Princeton Orthopedic Associates is already one of the largest orthopaedic practices in New Jersey, serving primarily those in Mercer County and by proximity to Pennsylvania, those in northern Bucks County.

We are pleased to announce the addition of William H. Rossy, M.D., and Brian M. Culp, M.D. to our practice. Dr. Rossy is a Sports Medicine specialist, and Dr. Culp specializes in Total Joint Replacement. Both physicians are Fellowship Trained Orthopaedic Surgeons and are currently accepting new patients.
Dr. William H. Rossy is a board-certified orthopedic surgeon with a sub-specialty interest in Sports Medicine and the treatment of orthopedic trauma. Dr. Rossy specializes in the management of all sports-related injuries. He has advanced training in arthroscopic and open management of injuries sustained to athletes at all levels--from high school up through professional. He worked as an assistant team physician for the New England Patriots, Boston Red Sox, and Boston Bruins during his fellowship.

###

According to the practice announcement, which teams did Dr. Rossy serve as an assistant team physician during his fellowship?

▸ DATASET EXCERPTS:
###

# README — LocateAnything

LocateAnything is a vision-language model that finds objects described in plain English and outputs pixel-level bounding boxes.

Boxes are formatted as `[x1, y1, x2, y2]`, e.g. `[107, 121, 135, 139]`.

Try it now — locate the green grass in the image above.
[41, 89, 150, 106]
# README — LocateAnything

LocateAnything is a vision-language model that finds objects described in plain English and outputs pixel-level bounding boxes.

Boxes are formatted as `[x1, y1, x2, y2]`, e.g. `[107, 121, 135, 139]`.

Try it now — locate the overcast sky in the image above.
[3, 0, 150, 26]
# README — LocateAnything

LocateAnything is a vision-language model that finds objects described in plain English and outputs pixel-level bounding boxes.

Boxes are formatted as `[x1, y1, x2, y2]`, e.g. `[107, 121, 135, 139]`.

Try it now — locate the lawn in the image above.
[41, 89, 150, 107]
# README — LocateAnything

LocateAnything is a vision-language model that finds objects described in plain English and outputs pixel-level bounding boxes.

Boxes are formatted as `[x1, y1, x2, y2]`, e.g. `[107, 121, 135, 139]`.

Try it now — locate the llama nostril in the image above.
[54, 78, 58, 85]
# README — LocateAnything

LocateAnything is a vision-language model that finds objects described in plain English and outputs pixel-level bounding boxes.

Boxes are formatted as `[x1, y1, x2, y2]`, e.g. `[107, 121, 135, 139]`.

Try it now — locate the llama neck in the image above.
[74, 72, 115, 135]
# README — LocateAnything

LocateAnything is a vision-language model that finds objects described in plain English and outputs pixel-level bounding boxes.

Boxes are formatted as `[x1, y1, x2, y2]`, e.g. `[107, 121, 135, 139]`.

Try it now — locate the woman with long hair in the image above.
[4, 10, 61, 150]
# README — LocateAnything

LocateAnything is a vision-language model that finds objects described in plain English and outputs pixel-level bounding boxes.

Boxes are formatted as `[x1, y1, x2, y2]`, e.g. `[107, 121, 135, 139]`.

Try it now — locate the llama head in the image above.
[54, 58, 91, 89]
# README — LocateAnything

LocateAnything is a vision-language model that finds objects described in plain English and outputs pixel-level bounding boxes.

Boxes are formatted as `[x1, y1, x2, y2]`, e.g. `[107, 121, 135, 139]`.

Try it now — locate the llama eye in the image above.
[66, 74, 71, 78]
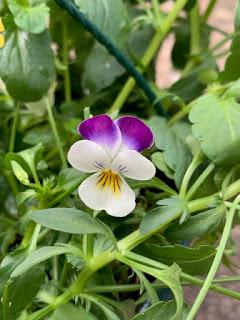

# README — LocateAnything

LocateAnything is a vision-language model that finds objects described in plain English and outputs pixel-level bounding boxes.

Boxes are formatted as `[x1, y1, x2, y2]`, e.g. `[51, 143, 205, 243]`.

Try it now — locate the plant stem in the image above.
[179, 152, 201, 199]
[26, 179, 240, 320]
[202, 0, 217, 23]
[108, 0, 188, 114]
[168, 101, 194, 126]
[182, 1, 201, 76]
[186, 195, 240, 320]
[2, 279, 12, 320]
[125, 251, 240, 300]
[45, 98, 67, 168]
[9, 102, 20, 152]
[152, 0, 162, 27]
[186, 163, 215, 201]
[85, 276, 240, 299]
[28, 223, 41, 255]
[62, 18, 72, 102]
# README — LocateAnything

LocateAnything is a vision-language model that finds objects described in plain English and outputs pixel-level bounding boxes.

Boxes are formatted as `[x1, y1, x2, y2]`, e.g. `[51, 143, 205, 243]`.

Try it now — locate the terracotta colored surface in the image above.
[156, 0, 240, 320]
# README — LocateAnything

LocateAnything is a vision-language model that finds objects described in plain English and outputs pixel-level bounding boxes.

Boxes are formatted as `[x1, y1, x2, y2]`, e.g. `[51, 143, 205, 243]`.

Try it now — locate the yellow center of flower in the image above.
[96, 170, 122, 196]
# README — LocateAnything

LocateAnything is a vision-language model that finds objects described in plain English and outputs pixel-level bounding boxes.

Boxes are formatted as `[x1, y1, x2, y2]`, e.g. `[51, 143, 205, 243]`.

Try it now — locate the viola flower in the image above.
[68, 115, 156, 217]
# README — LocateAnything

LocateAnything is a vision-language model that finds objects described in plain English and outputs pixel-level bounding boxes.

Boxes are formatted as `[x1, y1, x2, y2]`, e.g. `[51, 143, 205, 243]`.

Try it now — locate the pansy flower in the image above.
[68, 115, 156, 217]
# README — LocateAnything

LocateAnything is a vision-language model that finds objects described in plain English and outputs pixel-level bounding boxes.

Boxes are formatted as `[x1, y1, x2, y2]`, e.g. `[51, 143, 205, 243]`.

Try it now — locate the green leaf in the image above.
[148, 117, 192, 187]
[0, 28, 55, 102]
[11, 161, 30, 186]
[234, 0, 240, 32]
[18, 143, 43, 175]
[0, 250, 25, 295]
[9, 267, 45, 319]
[7, 0, 49, 34]
[74, 0, 127, 45]
[151, 151, 173, 179]
[49, 304, 97, 320]
[189, 94, 240, 165]
[165, 206, 225, 240]
[219, 34, 240, 83]
[11, 246, 78, 278]
[169, 55, 216, 102]
[58, 168, 86, 190]
[137, 243, 216, 275]
[140, 197, 186, 234]
[126, 177, 177, 196]
[131, 301, 188, 320]
[31, 208, 108, 234]
[82, 44, 125, 94]
[23, 126, 55, 147]
[134, 269, 159, 304]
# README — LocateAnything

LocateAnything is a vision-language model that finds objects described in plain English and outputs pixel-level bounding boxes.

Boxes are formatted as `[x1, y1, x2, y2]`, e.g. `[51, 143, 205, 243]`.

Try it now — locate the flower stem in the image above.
[186, 163, 215, 200]
[179, 152, 201, 199]
[202, 0, 217, 23]
[45, 98, 67, 168]
[26, 179, 240, 320]
[109, 0, 188, 114]
[186, 195, 240, 320]
[28, 224, 41, 255]
[182, 1, 201, 76]
[125, 251, 240, 300]
[9, 102, 20, 152]
[62, 18, 72, 102]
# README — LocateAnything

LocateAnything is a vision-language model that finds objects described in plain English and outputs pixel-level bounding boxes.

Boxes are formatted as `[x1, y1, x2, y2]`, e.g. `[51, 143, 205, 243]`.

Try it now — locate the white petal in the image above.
[112, 150, 156, 180]
[78, 173, 136, 217]
[68, 140, 110, 173]
[105, 179, 136, 217]
[78, 173, 108, 210]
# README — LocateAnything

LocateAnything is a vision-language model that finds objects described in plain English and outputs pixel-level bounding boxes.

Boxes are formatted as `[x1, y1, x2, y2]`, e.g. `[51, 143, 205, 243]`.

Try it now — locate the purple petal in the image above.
[78, 114, 122, 158]
[115, 116, 154, 152]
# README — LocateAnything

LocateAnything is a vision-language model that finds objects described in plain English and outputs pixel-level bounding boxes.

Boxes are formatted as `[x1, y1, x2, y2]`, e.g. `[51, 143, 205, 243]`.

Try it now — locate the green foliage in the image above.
[189, 94, 240, 165]
[132, 301, 187, 320]
[50, 304, 97, 320]
[137, 243, 216, 275]
[0, 28, 55, 102]
[0, 0, 240, 320]
[140, 197, 187, 234]
[7, 0, 49, 34]
[74, 0, 127, 44]
[11, 246, 81, 278]
[31, 208, 107, 234]
[166, 206, 225, 240]
[149, 117, 191, 187]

###

▸ EXPECTED ANSWER:
The New England Patriots, Boston Red Sox, and Boston Bruins.